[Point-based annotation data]
-------
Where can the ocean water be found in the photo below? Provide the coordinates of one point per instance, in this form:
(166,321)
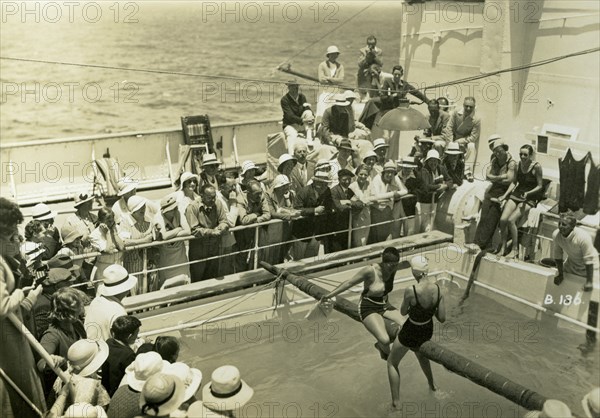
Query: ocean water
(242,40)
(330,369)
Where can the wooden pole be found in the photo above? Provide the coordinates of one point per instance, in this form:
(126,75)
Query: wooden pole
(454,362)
-------
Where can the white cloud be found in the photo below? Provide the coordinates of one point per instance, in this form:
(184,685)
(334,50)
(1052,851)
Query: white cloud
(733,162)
-------
• Objective: Which lines in the items above contain the string "coordinates"? Pull out each of those lines, matching case exactly.

• Full response:
Where can the ocean water be found in the photo below? Provide the coordinates of one point per instance, in this form:
Where can the wooden pole be found in the photo above? Provide the coordinates of one point per instance, in this form:
Where can the white cloud be found in the photo below? Provide the coordinates of one point per instance, in this form:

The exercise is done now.